— Passage for review —
>>>>>

Using featureGates to enable EPP flowControl feature (#973)

dumb0002 · web-flow · commit 79e72a81413e · 2026-04-06T15:23:32.000-04:00
Signed-off-by: Braulio Dumba &lt;Braulio.Dumba@ibm.com&gt;
diff --git a/deploy/install.sh b/deploy/install.sh
@@ -58,8 +58,7 @@ ITL_AVERAGE_LATENCY_MS=${ITL_AVERAGE_LATENCY_MS:-20}
 TTFT_AVERAGE_LATENCY_MS=${TTFT_AVERAGE_LATENCY_MS:-200}
 ENABLE_SCALE_TO_ZERO=${ENABLE_SCALE_TO_ZERO:-true}
 # llm-d-inference scheduler with image with flowcontrol support
-# TODO: update once the llm-d-inference-scheduler v0.5.0 is released
-LLM_D_INFERENCE_SCHEDULER_IMG=${LLM_D_INFERENCE_SCHEDULER_IMG:-"ghcr.io/llm-d/llm-d-inference-scheduler:v0.5.0-rc.1"}
+LLM_D_INFERENCE_SCHEDULER_IMG=${LLM_D_INFERENCE_SCHEDULER_IMG:-"ghcr.io/llm-d/llm-d-inference-scheduler:v0.7.0"}
 
 # Gateway Configuration
 GATEWAY_PROVIDER=${GATEWAY_PROVIDER:-"istio"} # Options: kgateway, istio
diff --git a/deploy/lib/infra_llmd.sh b/deploy/lib/infra_llmd.sh
@@ -240,26 +240,63 @@ deploy_llm_d_infrastructure() {
         fi
     fi
 
-    # Patch llm-d-inference-scheduler deployment to enable GIE flow control when scale-to-zero
-    # or e2e tests are enabled (required for scale-from-zero: queue metrics and queuing behavior).
+    # Patch llm-d-inference-scheduler deployment image and enable flowControl when scale-to-zero or e2e tests are enabled
+    # (required for scale-from-zero: the image must support flow control for queue metrics).

<<<<<

— Entries shown —
>>>>>

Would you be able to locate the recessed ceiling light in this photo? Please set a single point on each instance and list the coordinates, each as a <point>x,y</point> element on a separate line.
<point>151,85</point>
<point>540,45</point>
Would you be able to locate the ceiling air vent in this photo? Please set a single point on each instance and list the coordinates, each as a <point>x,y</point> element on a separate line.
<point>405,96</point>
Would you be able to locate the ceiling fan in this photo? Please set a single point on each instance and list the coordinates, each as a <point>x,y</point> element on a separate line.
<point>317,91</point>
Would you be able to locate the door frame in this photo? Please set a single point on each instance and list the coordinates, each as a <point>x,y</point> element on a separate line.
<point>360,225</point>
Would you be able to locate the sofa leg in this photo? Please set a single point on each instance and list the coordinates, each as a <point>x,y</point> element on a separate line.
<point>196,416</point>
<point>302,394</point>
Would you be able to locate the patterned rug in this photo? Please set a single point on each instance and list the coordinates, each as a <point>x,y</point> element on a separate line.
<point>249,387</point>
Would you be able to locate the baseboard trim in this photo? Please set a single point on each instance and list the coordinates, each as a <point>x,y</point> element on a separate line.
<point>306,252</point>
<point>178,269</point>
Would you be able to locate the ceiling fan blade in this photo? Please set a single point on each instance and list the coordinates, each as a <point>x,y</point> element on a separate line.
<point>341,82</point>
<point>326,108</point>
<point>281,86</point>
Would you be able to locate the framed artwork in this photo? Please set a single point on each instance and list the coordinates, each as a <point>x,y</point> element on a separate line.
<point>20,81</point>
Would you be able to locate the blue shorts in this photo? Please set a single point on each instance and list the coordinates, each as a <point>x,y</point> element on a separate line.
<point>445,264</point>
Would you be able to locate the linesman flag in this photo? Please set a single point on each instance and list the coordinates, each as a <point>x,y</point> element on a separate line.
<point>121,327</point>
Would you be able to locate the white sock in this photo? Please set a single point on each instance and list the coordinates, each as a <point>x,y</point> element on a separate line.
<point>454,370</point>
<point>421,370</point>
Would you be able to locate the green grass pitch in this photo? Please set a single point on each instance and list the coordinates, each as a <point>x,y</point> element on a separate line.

<<<<<

— Required actions —
a) According to the commit, what is the new default image for LLM_D_INFERENCE_SCHEDULER_IMG?
b) Rewrite everything in the commit from "# Gateway Configuration" down to "for queue metrics).", renaming "e2e tests" to "end-to-end tests".
The material after the commit is separate from it.

— Responses per task —
a) ghcr.io/llm-d/llm-d-inference-scheduler:v0.7.0

b)
# Gateway Configuration
 GATEWAY_PROVIDER=${GATEWAY_PROVIDER:-"istio"} # Options: kgateway, istio
diff --git a/deploy/lib/infra_llmd.sh b/deploy/lib/infra_llmd.sh
@@ -240,26 +240,63 @@ deploy_llm_d_infrastructure() {
         fi
     fi
 
-    # Patch llm-d-inference-scheduler deployment to enable GIE flow control when scale-to-zero
-    # or end-to-end tests are enabled (required for scale-from-zero: queue metrics and queuing behavior).
+    # Patch llm-d-inference-scheduler deployment image and enable flowControl when scale-to-zero or end-to-end tests are enabled
+    # (required for scale-from-zero: the image must support flow control for queue metrics).